----- Extrait fourni

La plus ancienne trace écrite du monde?

Quel rapport entre l'appétit d'une très ancienne tribu de Java pour les moules de rivage et l'étude du geste d'écriture ? A priori aucun. Mais les voies de la science sont parfois surprenantes. Ecoutez plutôt.

 En 1891 à Trinil au bord du fleuve Solo  en Java oriental, le médecin et anatomiste néerlandais Eugène Dubois, découvre des fossiles d'hominidés qu'il baptise Pithecanthropus erectus. Rapidement connu sous le nom d'hommes de Java, ces lointains cousins de notre espèce vivaient il y a 500 000 ans.

500 000 ans c'est aussi l'age de fossiles divers qui sont découverts cette même année par Dubois dans les mêmes strates géologiques, dont de nombreuses coquilles de moules.

125 ans passeront. Les fossiles de l'homme de java, comme les fossiles des modestes moules poursuivent durant tout le 20ieme siecle leur voyage à travers le temps, à l'abri des collections des musées. 

Arrive Jacqueline Joordens et son équipe, qui décide de re-étudier ces fossiles anciens.
Première découverte : les moules ne sont pas juste contemporaines de l'homme de java : elles ont été consommées par nos lointain cousins. L'étude scientifique ne permet malheureusement pas d'imaginer quelle était la recette favorite de nos lointains cousins pour assaisonner ces mollusques, mais elle révèle un autre usage inattendu des coquilles. Et c'est avec cette deuxième découverte que la paléontologie vient télescoper la science du geste d'écriture.

Sur une des coquilles est découverte une gravure.


Oh elle n'a pas l'air de grand chose, mais c'est  la plus ancienne trace écrite jamais identifiée au monde.

La découverte précédente de gravures humaines les plus anciennes datait d’environ 100 000 ans et pouvait être raisonnablement attribuée à des populations d'hommes modernes.

----------

» **Ce qui est demandé**
**1)** Selon le texte sur l'homme de Java, en quelle année Eugène Dubois découvre-t-il des fossiles d'hominidés à Trinil ?
**2)** Extrayez du texte sur l'homme de Java tout ce qui va de « Première découverte : les » jusqu'à « du geste d'écriture. ».
**3)** Veuillez écrire la suite du texte sur l'homme de Java à partir de l'endroit où il s'arrête.
Le matériel provient d'une autre source que le texte sur l'homme de Java.

----- Informations enregistrées

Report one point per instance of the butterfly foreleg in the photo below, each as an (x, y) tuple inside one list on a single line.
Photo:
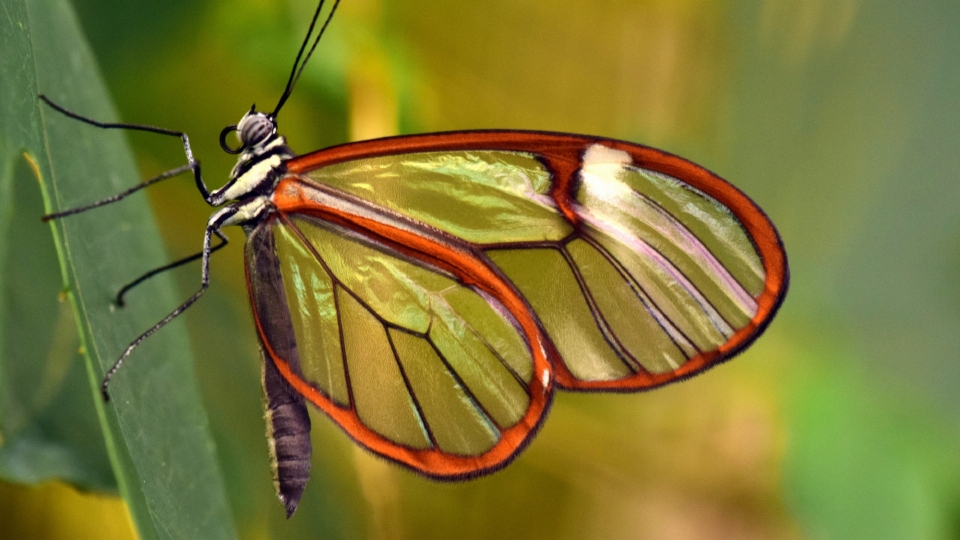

----------

» **Résultats finaux**
**1)** En 1891.

**2)**
Première découverte : les moules ne sont pas juste contemporaines de l'homme de java : elles ont été consommées par nos lointain cousins. L'étude scientifique ne permet malheureusement pas d'imaginer quelle était la recette favorite de nos lointains cousins pour assaisonner ces mollusques, mais elle révèle un autre usage inattendu des coquilles. Et c'est avec cette deuxième découverte que la paléontologie vient télescoper la science du geste d'écriture.

**3)**
Figure 2 from Joordens et al 2014Ici, c’est complètement différent. Le dessin, un zigzag tracé d’une main plutôt sûre, est tracé sur le coquillage encore un petit peu maculé de la terre où il se trouvait. Cette terre, datée par des méthodes isotopiques éprouvée remonte à des temps bien plus anciens, bien avant les plus anciennes gravures humaines connues : à peu près 500 000 ans. 

Or à cette époque, à Java, on ne connaît guère qu’un hominidé qui croise dans les parages. C’est l’homme de Java, le Pithécanthrope découvert par Dubois, celui qu’aujourd’hui les paléoanthropologues appellent Homo erectus. Il s’agit d’une très vaste famille que l'on retrouve de l’Afrique à l’Asie sur une période couvrant plus d’un million d’années de l’évolution humaine, période d’un accroissement du cerveau sans précédent et de l’utilisation des premiers outils en pierre.

Homo erectus  aurait ainsi déjà laissé sa trace dans le monde. Or penser ces lointain cousins capables d’utiliser des symboles ou simplement de laisser une trace écrite est loin d’aller de soi pour nombre de préhistoriens.


Reconstitution de la gravure et l'homme de Java - Minke van Voorthuizen
Reconstitution de la gravure et l'homme de Java - Minke van Voorthuizen

La mise au jour de ce dessin par l’homme de Java, est franchement révolutionnaire. Mais tout le monde n’est pas prêt à l’accepter. Il va donc falloir que la découverte soit inattaquable.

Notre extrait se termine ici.